● Data for this task:
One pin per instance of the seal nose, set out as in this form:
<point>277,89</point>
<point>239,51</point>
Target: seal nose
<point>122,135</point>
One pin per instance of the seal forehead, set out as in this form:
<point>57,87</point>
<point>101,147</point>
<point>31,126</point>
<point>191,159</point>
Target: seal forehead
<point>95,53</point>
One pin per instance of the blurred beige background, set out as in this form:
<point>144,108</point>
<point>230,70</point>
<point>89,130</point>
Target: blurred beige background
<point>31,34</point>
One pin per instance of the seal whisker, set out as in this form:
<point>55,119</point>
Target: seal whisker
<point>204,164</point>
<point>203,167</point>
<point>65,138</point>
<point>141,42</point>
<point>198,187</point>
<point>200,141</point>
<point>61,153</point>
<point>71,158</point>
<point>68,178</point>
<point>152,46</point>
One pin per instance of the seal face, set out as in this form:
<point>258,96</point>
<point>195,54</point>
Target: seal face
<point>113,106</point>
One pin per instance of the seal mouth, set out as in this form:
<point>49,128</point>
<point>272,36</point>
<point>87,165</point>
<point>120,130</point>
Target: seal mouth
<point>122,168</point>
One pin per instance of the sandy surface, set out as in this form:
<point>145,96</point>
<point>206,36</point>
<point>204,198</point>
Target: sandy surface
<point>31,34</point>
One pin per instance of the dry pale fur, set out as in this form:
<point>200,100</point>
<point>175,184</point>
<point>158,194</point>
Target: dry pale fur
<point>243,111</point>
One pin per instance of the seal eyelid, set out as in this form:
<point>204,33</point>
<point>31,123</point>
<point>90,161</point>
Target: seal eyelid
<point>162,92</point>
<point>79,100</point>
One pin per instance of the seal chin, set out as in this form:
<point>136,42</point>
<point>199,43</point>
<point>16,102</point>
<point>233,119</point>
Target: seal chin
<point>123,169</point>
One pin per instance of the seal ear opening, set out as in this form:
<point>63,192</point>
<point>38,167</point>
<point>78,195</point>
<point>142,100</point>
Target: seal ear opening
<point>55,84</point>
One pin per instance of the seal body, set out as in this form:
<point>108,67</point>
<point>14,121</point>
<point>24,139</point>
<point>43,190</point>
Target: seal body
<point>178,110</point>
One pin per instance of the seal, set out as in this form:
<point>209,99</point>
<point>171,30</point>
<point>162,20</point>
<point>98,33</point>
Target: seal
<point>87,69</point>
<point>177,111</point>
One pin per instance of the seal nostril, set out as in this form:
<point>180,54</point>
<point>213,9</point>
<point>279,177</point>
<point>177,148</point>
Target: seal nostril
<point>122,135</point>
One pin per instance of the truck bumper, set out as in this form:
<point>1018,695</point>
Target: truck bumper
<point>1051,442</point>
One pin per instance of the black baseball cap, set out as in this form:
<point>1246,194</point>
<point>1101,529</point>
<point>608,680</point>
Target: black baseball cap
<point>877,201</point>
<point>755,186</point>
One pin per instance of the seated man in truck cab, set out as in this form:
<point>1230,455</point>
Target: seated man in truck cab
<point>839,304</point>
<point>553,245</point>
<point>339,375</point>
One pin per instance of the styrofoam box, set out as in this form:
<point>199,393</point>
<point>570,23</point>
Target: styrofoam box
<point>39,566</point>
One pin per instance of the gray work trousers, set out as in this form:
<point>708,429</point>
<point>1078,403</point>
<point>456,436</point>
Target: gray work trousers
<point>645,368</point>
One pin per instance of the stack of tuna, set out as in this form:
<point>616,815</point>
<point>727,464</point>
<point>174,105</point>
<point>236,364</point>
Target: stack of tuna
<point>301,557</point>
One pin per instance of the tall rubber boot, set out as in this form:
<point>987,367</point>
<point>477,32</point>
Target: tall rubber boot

● Goal of the exercise: Copy every one of the entries above word for word, with no changes.

● Task response:
One pin per instance of the seal nose, set out as in this form:
<point>277,89</point>
<point>239,51</point>
Target: seal nose
<point>122,135</point>
One pin per instance of the seal forehead, set out as in this form:
<point>57,87</point>
<point>101,147</point>
<point>31,126</point>
<point>191,159</point>
Target: seal forehead
<point>95,53</point>
One pin per instance of the blurred beige background, set out as in this form:
<point>144,108</point>
<point>230,70</point>
<point>89,130</point>
Target: blurred beige background
<point>31,34</point>
One pin per instance of the seal whisker, set out as in this form:
<point>55,119</point>
Target: seal whisker
<point>204,164</point>
<point>203,167</point>
<point>65,138</point>
<point>141,42</point>
<point>198,187</point>
<point>200,141</point>
<point>61,153</point>
<point>71,158</point>
<point>68,178</point>
<point>152,46</point>
One pin per instance of the seal face, set out as in this form:
<point>258,96</point>
<point>195,54</point>
Target: seal face
<point>113,106</point>
One pin per instance of the seal mouth, set out as in this form:
<point>49,128</point>
<point>272,36</point>
<point>87,165</point>
<point>120,130</point>
Target: seal mouth
<point>122,168</point>
One pin per instance of the sandy surface, set out as in this form:
<point>145,96</point>
<point>206,36</point>
<point>204,198</point>
Target: sandy surface
<point>31,34</point>
One pin per instance of the dry pale fur, set out as in this form:
<point>200,100</point>
<point>175,184</point>
<point>158,194</point>
Target: dry pale fur
<point>243,111</point>
One pin per instance of the seal eyelid, set out as in this form:
<point>204,33</point>
<point>31,123</point>
<point>90,161</point>
Target: seal eyelid
<point>162,92</point>
<point>79,100</point>
One pin per instance of the seal chin, set out as in this form:
<point>136,42</point>
<point>199,43</point>
<point>16,102</point>
<point>233,119</point>
Target: seal chin
<point>123,169</point>
One pin per instance of the seal ear opening, set out as in this form:
<point>63,192</point>
<point>38,167</point>
<point>78,195</point>
<point>142,100</point>
Target: seal ear opening
<point>55,84</point>
One pin per instance of the seal body, set out as in this form:
<point>108,67</point>
<point>14,121</point>
<point>24,139</point>
<point>43,190</point>
Target: seal body
<point>178,110</point>
One pin per instance of the seal, set out as in this form:
<point>209,99</point>
<point>171,30</point>
<point>162,20</point>
<point>98,33</point>
Target: seal
<point>87,69</point>
<point>177,111</point>
One pin per instance of the seal nostril, set out as in this form:
<point>180,54</point>
<point>213,9</point>
<point>279,177</point>
<point>177,148</point>
Target: seal nostril
<point>122,135</point>
One pin per instance of the truck bumper, set out as in this form:
<point>1018,695</point>
Target: truck bumper
<point>1051,442</point>
One pin per instance of the black baseball cap, set out as in this form:
<point>1246,194</point>
<point>1101,529</point>
<point>608,680</point>
Target: black baseball cap
<point>877,201</point>
<point>755,186</point>
One pin per instance of the seated man in truck cab, set out as in this form:
<point>1230,455</point>
Target: seated man in truck cab
<point>839,304</point>
<point>553,245</point>
<point>339,375</point>
One pin per instance of the styrofoam box, set out as in this form:
<point>199,393</point>
<point>570,23</point>
Target: styrofoam box
<point>39,566</point>
One pin per instance of the gray work trousers, set out as in this form:
<point>708,429</point>
<point>1078,403</point>
<point>456,436</point>
Target: gray work trousers
<point>645,368</point>
One pin per instance of the stack of tuna, set out as in this form:
<point>616,815</point>
<point>727,464</point>
<point>174,105</point>
<point>236,364</point>
Target: stack of tuna
<point>301,557</point>
One pin per instance of the tall rubber boot, set out as in this form:
<point>987,367</point>
<point>477,32</point>
Target: tall rubber boot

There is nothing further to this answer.